Günün koşullarının bir gereği olarak akıllı kentlere ihtiyaç vardır

Global arenada bir çok Avrupa ülkesinin yanında Amerika,Dubai ve Hindistan gibi ülkelerin uzun vadeli “Akıllı Şehir” politikaları ve buna bağlı faaliyetleri bulunmaktadır.

Global arenada bir çok Avrupa ülkesinin yanında Amerika,Dubai ve Hindistan gibi ülkelerin uzun vadeli “Akıllı Şehir” politikaları ve buna bağlı faaliyetleri bulunmaktadır. İşte bu bağlamda Kuzey Kıbrıs’ın da günün koşullarının bir gereği olarak bu yenliklerde geri kalmaması için hızlıca bir koordinasyon kurulu oluşturması ve bir kamu kurumunun doğrudan görevlendirilmesi gerekmektedir. Bu yoğun rekabet ortamında şehirleri ile sürdürülebilir ve gelişmiş bir ülke olma yolunda “Akıllı Şehir Politikaları’na” ihtiyaç duyulmaktadır. Uygulama ve inisiyatifin tamamen belediyelerde bulunması yeterli değildir.
Merkezi yönetimin kanunsal, hukuksal ve finansal konularda düzenlemeler getirmesi ve standartlar getirerek belediyeleri yönlendirmesi toplumsal sorumluluk alanı içindedir.

==========

Aşağıdakileri tamamlayın
(A) Akıllı şehirlerle ilgili metinde "Merkezi yönetimin kanunsal" sözleriyle başlayan paragrafı, ana bilgilerini koruyarak daha kısa biçimde yeniden yazın.
(B) Akıllı şehirlerle ilgili metinde "Günün koşullarının bir gereği olarak akıllı" ifadesinden "bulunması yeterli değildir." ifadesine kadar olan kısmı hiç değiştirmeden yeniden yazın.
Sonraki malzeme farklı bir kaynaktan alınmıştır.

==========

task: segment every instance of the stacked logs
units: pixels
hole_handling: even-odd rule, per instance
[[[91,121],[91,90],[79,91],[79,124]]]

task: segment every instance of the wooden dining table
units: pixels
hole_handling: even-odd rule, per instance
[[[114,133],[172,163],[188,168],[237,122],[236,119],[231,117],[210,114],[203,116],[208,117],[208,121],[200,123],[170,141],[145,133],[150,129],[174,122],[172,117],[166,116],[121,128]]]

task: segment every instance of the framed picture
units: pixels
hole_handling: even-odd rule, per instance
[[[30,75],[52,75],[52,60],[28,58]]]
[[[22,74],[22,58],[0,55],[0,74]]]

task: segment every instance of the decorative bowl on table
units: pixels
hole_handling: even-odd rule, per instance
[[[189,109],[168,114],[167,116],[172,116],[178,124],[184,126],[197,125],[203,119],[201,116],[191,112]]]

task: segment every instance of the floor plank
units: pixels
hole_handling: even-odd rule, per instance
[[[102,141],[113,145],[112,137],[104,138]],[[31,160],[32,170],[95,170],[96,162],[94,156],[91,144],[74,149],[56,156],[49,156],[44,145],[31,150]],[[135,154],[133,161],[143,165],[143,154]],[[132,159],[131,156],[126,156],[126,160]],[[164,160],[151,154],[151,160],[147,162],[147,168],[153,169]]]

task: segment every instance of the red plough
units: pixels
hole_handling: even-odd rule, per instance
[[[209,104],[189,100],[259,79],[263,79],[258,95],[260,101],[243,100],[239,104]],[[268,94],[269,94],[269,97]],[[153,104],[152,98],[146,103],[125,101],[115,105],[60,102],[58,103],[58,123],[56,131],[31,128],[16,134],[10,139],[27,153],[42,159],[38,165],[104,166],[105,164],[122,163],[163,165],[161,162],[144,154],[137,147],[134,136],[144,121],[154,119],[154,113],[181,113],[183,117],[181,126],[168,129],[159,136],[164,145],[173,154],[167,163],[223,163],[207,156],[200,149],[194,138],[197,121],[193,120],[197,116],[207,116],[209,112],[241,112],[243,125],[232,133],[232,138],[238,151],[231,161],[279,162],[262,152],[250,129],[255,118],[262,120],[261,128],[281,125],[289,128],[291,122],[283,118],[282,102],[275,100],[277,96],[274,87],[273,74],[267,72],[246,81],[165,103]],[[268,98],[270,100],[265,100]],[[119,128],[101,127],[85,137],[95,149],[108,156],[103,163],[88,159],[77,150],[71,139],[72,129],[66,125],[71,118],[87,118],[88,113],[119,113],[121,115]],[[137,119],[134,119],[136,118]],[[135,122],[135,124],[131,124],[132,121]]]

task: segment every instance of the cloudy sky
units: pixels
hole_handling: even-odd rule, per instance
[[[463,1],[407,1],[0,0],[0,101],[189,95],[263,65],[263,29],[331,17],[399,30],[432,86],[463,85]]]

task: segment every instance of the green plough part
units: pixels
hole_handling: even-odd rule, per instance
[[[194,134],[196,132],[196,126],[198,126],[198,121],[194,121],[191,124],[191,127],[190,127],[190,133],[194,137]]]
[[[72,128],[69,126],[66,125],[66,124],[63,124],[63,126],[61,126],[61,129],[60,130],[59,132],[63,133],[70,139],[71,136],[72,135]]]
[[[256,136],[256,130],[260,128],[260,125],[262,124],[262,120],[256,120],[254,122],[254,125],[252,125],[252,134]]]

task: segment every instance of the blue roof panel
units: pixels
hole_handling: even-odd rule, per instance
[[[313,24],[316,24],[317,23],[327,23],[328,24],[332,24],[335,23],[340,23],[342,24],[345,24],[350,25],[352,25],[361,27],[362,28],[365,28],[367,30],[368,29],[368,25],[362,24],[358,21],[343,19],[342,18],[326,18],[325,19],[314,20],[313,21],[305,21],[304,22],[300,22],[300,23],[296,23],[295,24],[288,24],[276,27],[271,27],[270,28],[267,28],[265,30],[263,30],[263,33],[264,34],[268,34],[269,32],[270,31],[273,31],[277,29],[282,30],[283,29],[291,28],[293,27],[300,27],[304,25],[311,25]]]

==========

Sıralı sonuçlar
(A) Merkezi yönetimin kanun, hukuk ve finans alanlarında düzenleme yapması ve standart koyarak belediyelere yön vermesi toplumsal sorumluluğudur.

(B)
Günün koşullarının bir gereği olarak akıllı kentlere ihtiyaç vardır

Global arenada bir çok Avrupa ülkesinin yanında Amerika,Dubai ve Hindistan gibi ülkelerin uzun vadeli “Akıllı Şehir” politikaları ve buna bağlı faaliyetleri bulunmaktadır.

Global arenada bir çok Avrupa ülkesinin yanında Amerika,Dubai ve Hindistan gibi ülkelerin uzun vadeli “Akıllı Şehir” politikaları ve buna bağlı faaliyetleri bulunmaktadır. İşte bu bağlamda Kuzey Kıbrıs’ın da günün koşullarının bir gereği olarak bu yenliklerde geri kalmaması için hızlıca bir koordinasyon kurulu oluşturması ve bir kamu kurumunun doğrudan görevlendirilmesi gerekmektedir. Bu yoğun rekabet ortamında şehirleri ile sürdürülebilir ve gelişmiş bir ülke olma yolunda “Akıllı Şehir Politikaları’na” ihtiyaç duyulmaktadır. Uygulama ve inisiyatifin tamamen belediyelerde bulunması yeterli değildir.